Give the lines of the records as a numbered list, starting at the beginning of the records and going on through the line that contains "Detection query: statue's sword", with blank lines left out.

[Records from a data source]
§

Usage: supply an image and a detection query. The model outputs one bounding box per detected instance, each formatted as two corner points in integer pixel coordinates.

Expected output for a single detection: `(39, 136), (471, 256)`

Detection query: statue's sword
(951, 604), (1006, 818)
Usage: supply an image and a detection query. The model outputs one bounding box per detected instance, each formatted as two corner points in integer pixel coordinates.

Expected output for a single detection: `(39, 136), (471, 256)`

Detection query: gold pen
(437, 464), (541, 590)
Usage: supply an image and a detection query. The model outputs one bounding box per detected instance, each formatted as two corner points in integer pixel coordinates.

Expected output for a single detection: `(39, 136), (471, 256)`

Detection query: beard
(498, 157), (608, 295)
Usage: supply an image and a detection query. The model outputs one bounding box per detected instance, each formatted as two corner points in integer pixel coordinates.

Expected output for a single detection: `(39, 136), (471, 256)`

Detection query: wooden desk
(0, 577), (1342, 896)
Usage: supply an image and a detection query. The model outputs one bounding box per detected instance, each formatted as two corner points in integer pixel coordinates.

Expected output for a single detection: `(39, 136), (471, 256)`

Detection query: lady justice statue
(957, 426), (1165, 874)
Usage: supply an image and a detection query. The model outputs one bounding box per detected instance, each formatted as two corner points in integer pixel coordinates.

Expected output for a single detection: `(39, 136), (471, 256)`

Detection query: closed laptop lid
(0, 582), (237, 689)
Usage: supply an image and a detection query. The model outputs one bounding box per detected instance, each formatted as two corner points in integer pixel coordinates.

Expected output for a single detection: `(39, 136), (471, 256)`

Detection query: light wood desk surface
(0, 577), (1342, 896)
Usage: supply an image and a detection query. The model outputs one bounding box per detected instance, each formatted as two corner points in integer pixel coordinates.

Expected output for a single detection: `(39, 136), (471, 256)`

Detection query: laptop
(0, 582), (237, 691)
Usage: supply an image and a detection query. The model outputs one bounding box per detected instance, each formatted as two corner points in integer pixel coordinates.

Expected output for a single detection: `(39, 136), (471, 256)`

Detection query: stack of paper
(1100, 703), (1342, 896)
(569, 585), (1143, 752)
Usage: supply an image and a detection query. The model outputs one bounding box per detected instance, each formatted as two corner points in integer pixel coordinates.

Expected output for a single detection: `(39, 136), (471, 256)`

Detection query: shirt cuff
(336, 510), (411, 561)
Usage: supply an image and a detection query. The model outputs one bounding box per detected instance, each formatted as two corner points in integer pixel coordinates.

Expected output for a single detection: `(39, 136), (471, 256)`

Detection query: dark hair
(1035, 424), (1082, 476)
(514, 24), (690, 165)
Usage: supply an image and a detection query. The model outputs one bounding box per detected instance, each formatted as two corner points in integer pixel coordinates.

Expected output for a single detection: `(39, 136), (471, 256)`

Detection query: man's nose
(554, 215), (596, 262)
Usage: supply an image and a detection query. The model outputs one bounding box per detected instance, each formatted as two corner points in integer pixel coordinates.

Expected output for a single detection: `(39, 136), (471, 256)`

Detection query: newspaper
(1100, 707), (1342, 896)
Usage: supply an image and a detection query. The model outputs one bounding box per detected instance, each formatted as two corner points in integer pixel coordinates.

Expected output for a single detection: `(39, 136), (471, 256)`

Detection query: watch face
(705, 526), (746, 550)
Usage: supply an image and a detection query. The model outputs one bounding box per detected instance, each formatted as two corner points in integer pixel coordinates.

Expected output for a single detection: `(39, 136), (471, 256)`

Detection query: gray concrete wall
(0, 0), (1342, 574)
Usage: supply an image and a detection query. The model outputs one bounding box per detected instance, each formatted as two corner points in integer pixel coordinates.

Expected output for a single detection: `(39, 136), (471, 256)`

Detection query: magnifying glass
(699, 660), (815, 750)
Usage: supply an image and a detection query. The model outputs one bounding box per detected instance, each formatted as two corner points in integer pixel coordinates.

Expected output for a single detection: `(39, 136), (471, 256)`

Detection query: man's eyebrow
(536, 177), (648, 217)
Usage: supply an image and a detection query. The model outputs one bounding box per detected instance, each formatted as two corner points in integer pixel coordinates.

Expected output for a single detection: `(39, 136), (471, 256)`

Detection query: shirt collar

§

Final result:
1. Usage: supply an image and a detection query. The model outputs one bounding box per detected instance, each formatted as two corner points in integer pixel coordinates.
2. Expected output for a single detection: `(39, 136), (471, 256)`
3. Detection query: statue's sword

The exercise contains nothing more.